Mi mamá disfrutaba jugando con mi hermano y conmigo. Cartas, jaxes, ludo, monopolio. Por ella he amado siempre los juegos de mesa. Felizmente, después encontré a los socios de los años chinos y pude, otra vez, disfrutar largas tardes de juegos. Mi mamá gozaba con los esquemas. Nos daba la libertad de armar nuestros propios horarios, pegarlos en la pared del cuarto. Ella los aprobaba o aumentaba para aprovechar al máximo el día. Lectura, juego, matemática, televisión, abuelitos. Todo cronometrado nos permitía exigirle al día más de lo que nos proponía. El tiempo me alcanzó y me sigue alcanzando si es que me planifico. Y sigo haciéndolo, aunque a veces me doy licencias largas y merecidas.

------------------------------------

## LISTA DE TAREAS
1 - En el fragmento sobre los recuerdos de la madre, ¿qué juegos se mencionan?
2 - Prosigue el fragmento sobre los recuerdos de la madre a partir de su última oración.

------------------------------------

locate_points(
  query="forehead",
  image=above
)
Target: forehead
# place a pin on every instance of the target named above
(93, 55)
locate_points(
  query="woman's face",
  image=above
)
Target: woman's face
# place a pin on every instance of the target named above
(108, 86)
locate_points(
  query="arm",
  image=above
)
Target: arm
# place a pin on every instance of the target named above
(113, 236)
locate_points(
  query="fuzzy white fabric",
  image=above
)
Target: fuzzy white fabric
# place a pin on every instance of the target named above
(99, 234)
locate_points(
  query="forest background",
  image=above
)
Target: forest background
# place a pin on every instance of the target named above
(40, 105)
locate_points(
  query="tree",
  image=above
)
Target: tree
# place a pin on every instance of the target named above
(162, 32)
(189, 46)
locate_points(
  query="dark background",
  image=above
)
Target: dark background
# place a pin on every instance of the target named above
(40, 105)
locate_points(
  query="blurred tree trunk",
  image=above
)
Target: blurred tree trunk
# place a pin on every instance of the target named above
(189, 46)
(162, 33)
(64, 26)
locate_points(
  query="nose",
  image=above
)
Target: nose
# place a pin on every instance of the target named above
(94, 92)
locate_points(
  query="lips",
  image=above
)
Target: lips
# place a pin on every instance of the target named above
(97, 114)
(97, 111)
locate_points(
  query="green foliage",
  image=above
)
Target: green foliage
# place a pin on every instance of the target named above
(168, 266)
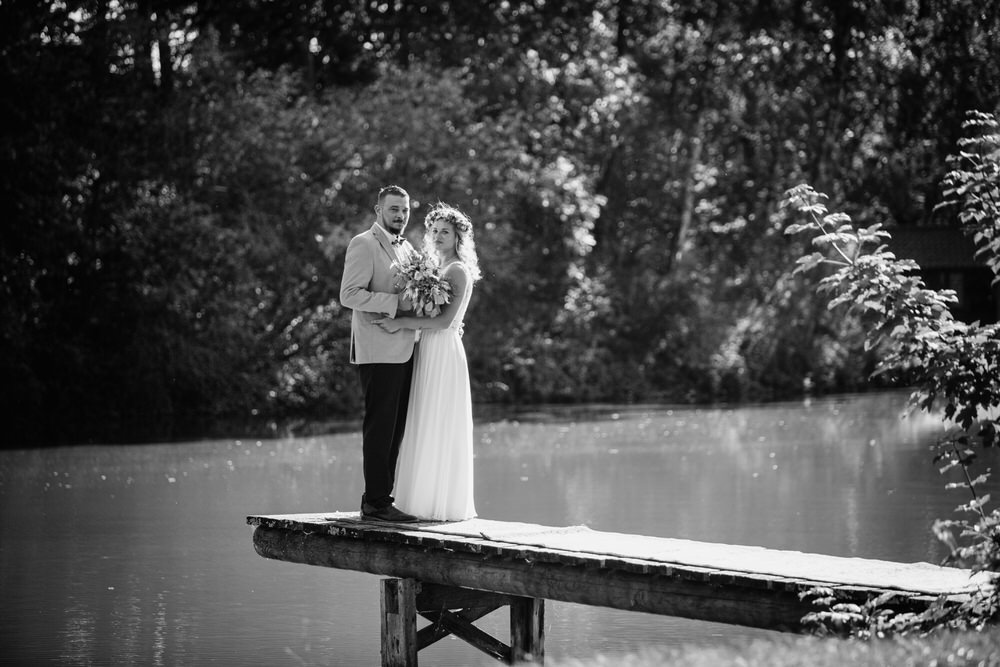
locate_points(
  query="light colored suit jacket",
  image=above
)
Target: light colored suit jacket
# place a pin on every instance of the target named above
(369, 289)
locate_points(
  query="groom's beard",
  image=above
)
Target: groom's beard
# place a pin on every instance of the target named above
(390, 227)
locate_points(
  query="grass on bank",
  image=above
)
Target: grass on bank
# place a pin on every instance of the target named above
(947, 649)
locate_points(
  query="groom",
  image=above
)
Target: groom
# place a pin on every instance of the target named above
(384, 360)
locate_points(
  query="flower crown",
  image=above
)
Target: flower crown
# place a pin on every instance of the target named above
(448, 214)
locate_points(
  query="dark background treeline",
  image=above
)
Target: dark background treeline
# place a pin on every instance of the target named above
(181, 180)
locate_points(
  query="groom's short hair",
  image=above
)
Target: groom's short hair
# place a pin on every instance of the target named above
(391, 190)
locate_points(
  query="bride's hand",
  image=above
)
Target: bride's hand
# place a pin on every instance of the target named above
(388, 324)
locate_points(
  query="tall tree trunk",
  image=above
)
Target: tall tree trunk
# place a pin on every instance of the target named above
(687, 212)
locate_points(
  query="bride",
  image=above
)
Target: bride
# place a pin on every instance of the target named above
(434, 472)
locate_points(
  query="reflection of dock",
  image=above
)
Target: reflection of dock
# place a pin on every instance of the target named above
(477, 566)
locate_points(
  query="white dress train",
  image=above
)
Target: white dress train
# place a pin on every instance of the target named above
(434, 471)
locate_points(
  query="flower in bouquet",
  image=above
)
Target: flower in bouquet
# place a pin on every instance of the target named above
(423, 284)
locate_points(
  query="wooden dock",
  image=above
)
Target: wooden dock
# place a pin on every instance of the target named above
(454, 573)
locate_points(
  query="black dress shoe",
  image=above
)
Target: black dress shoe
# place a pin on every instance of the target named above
(389, 513)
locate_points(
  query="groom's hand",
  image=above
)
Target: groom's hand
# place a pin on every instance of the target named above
(388, 324)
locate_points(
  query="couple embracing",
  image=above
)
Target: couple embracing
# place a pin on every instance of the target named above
(417, 431)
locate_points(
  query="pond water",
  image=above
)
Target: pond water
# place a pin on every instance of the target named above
(141, 555)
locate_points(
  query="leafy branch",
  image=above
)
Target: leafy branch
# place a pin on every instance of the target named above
(951, 363)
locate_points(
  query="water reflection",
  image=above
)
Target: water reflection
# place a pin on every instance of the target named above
(139, 554)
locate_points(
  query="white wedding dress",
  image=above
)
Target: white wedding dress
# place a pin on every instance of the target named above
(434, 470)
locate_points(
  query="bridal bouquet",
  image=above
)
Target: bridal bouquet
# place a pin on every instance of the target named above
(423, 284)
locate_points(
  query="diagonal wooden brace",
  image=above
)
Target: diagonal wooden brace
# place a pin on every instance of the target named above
(452, 610)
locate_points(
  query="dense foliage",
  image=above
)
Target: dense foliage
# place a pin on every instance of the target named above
(182, 178)
(953, 365)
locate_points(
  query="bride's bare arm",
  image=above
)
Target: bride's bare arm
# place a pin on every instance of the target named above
(459, 281)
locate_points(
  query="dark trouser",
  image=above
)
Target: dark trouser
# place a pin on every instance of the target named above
(386, 388)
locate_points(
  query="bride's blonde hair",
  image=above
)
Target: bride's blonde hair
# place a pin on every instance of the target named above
(465, 242)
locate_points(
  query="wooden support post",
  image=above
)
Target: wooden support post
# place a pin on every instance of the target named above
(452, 610)
(527, 630)
(399, 622)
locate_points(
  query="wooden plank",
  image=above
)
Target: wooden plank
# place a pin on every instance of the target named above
(774, 609)
(435, 597)
(399, 622)
(527, 630)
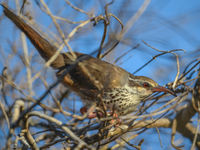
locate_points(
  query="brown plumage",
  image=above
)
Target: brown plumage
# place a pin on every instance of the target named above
(91, 78)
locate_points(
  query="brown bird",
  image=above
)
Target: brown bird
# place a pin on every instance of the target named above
(94, 80)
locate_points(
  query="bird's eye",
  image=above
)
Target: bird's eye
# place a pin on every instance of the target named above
(145, 84)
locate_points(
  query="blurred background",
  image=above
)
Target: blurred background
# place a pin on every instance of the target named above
(152, 26)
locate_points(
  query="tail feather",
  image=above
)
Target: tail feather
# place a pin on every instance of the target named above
(45, 49)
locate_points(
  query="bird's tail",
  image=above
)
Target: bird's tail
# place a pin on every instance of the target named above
(45, 49)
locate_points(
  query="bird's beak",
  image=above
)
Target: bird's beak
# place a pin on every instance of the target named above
(163, 89)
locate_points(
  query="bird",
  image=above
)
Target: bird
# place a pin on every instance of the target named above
(94, 80)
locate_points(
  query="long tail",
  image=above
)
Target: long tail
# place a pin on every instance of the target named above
(45, 49)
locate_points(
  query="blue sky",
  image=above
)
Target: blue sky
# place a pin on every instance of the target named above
(165, 25)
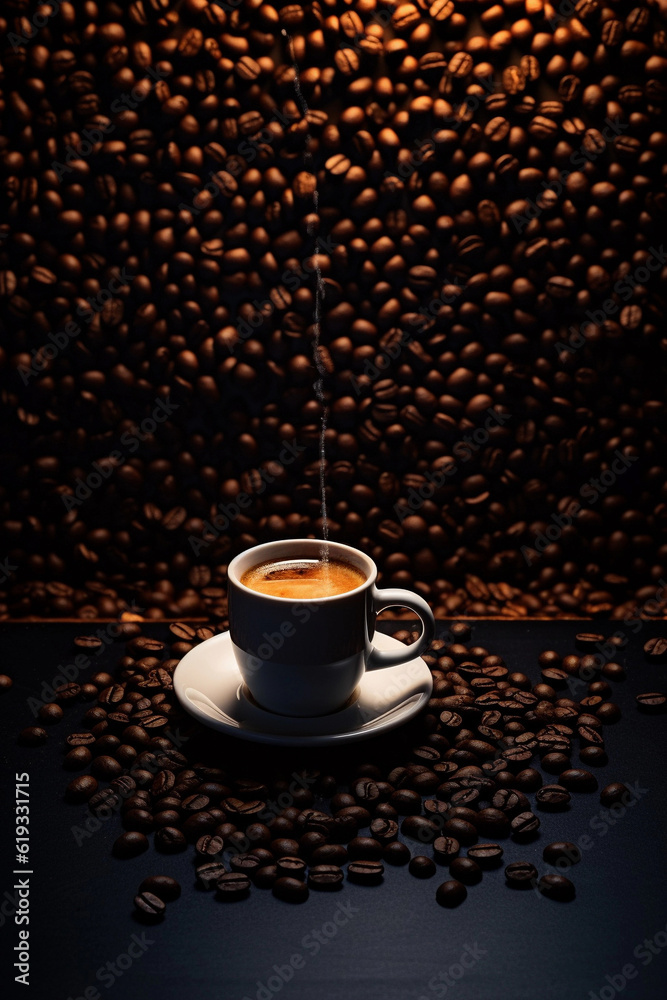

------------------------------------

## RESPUESTAS DEL EJERCICIO
1 - Cartas, jaxes, ludo y monopolio.

2 -
Mi mamá nos satanizó los jugos de caja, las gaseosas, los dulces y los chizitos. De tanto escucharlo, me lo creí. Lo repetí y nunca lo cuestioné. En lugar de ello, en cuanto pude, lo reafirmé aprendiendo más sobre hábitos saludables que hoy sigo repitiendo y que ella ahora cuestiona. Sin embargo, hubo una época, que le saqué la vuelta. Probé, y me dejé llevar por los colores radioactivos, los sabores sintéticos y el dulce endiabetizante de la comida con fórmula infernal. Luego, volví al camino del bien.
Mi mamá nos enseñó a ahorrar. El valor de desear, juntar, llegar a la meta y comprar. Así me compré mi primera cámara fotográfica a los 10, así pude ajustar para comprarnos nuestro depa cuando, luego de años, esos ahorros de alcancía pudieron pasar a una cuenta corriente. Mi mamá nos enseñó a disfrutar de los viajes más que de las fiestas, de las caminatas más que de la tele, de las hierbitas de casa más que de la gaseosa, del sacrificio que a veces es necesario cuando se ama.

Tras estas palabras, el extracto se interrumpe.